++++ DATA FOR THIS EXERCISE

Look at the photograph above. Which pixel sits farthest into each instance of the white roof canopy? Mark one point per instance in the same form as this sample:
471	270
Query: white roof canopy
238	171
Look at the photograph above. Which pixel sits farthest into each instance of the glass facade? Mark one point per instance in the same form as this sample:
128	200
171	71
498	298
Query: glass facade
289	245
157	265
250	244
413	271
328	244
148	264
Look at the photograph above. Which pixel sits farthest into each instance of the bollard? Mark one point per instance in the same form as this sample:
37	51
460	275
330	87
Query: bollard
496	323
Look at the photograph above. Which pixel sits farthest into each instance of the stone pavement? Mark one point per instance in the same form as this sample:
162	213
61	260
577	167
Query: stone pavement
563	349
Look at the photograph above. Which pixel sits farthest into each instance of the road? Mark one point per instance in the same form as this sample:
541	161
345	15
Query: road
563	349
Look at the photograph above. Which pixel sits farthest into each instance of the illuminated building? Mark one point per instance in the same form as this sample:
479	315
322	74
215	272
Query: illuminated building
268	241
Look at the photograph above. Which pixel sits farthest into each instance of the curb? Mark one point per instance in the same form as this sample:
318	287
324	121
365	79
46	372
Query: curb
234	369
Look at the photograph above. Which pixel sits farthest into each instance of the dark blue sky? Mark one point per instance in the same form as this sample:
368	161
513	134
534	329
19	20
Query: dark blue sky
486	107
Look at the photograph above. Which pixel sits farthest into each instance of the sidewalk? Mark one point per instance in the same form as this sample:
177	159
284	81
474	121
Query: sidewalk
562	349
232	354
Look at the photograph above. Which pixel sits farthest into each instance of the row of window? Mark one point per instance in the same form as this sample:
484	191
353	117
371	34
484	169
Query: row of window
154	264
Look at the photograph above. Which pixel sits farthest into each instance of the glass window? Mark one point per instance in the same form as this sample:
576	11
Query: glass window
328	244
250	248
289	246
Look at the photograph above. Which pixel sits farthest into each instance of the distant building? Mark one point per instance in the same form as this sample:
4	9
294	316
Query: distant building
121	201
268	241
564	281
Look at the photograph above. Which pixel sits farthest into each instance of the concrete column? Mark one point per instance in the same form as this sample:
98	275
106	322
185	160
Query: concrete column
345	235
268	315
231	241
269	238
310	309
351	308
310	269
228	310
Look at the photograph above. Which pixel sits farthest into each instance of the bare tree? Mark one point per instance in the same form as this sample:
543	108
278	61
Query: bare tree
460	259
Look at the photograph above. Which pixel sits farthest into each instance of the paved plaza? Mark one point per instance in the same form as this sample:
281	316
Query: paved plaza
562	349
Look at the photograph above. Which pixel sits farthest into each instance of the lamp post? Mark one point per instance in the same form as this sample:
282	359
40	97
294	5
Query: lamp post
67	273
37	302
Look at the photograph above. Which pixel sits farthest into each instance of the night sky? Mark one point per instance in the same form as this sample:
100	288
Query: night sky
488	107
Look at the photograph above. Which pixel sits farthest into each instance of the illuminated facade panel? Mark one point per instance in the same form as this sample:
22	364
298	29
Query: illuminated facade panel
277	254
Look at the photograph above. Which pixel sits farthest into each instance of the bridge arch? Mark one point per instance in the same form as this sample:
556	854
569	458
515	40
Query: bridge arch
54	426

++++++++

● OBJECTIVE: Repeat each record exactly. Omit nothing.

● RESULT:
Look at the photograph above. Which pixel sits farthest into each instance of the white roof canopy? Mark one point per instance in the same form as this sample:
471	270
Query: white roof canopy
238	171
Look at the photograph above. Which pixel sits farthest into each instance of the glass facade? Mark one point per instance in the same form as this sample:
128	200
171	71
498	298
Query: glass facade
289	245
157	265
250	244
413	271
328	244
148	264
Look at the photograph above. Which pixel sits farthest into each instance of the bollard? Mark one point per instance in the same form as this sample:
37	51
460	275
330	87
Query: bollard
496	323
Look at the photograph above. Which pixel sits farthest into each instance of the stone pavement? Mark one point per instance in the same form as this sample:
162	213
61	260
577	167
Query: stone pavement
563	349
Look at the photograph above. Which pixel sits farthest into each instance of the road? Mark one point per instance in the same form as this sample:
541	161
345	15
Query: road
563	349
Look at the photograph above. Which pixel sits farthest into each instance of the illuminated building? Mark one point per instance in the same form as this sample:
479	315
322	74
215	272
Query: illuminated building
268	241
Look at the photograph above. Which pixel sits farthest into each instance of the curb? Mark one point per instance in the same form as this sample:
318	287
324	121
365	79
46	372
Query: curb
234	369
Look at the photograph above. Which pixel sits farthest into each instance of the dark blue sky? Mark one point per instance in the same form as this sample:
368	161
513	134
534	329
19	20
Query: dark blue sky
486	107
Look at the photograph above. Which pixel sits farthest into each instance of the sidewalk? Mark one point per instance in the same form as this sample:
177	159
284	81
474	121
Query: sidewalk
562	349
232	354
Look at the photograph above. Which pixel sits farthest into each instance of the row of window? Mark one point per instance in the same form as this sample:
484	191
353	117
371	34
484	169
Query: row of window
154	264
Look at the photograph above. Which pixel sits farthest into each instance of the glass window? Mark one point per instance in the same form as this sample:
576	11
Query: glass window
328	244
250	248
289	246
Look at the photograph above. Which pixel sits farthest into each instance of the distant building? Mark one point per instance in the same form as this sample:
4	9
294	316
Query: distant building
121	201
268	241
564	281
Look at the photograph above. Which pixel sits farthest into each instance of the concrete column? Mark one point per instance in the same form as this sample:
98	275
106	322
185	160
Query: concrete column
345	235
268	315
231	241
269	238
310	309
351	308
310	269
228	310
Look at the photograph above. Which pixel sits farthest into each instance of the bare tree? Mark one point per instance in the same form as this sample:
543	108
278	61
Query: bare tree
460	259
Look at the photograph above. Which pixel sits farthest into each instance of the paved plaza? Mark one point per instance in the same form as this sample:
281	316
Query: paved plaza
562	349
Look at the photograph above. Which pixel sits farthest into each instance of the lamp post? Mark one point per instance in the same form as this sample:
282	359
40	97
294	5
Query: lamp post
67	273
37	302
Look at the photograph above. Which pixel sits farthest into each instance of the night sky? Mark one point per instance in the same form as this sample:
100	288
Query: night sky
488	107
Look at the photograph above. Which pixel sits farthest into each instance of the illuminated facade panel? Mark one point per instance in the same form as this sample:
22	364
298	29
Query: illuminated facade panel
277	254
Look at the photograph above. Which pixel sits farthest into each instance of the bridge arch? Mark one point per instance in the same form as this sample:
556	854
569	458
515	40
Query: bridge arch
54	426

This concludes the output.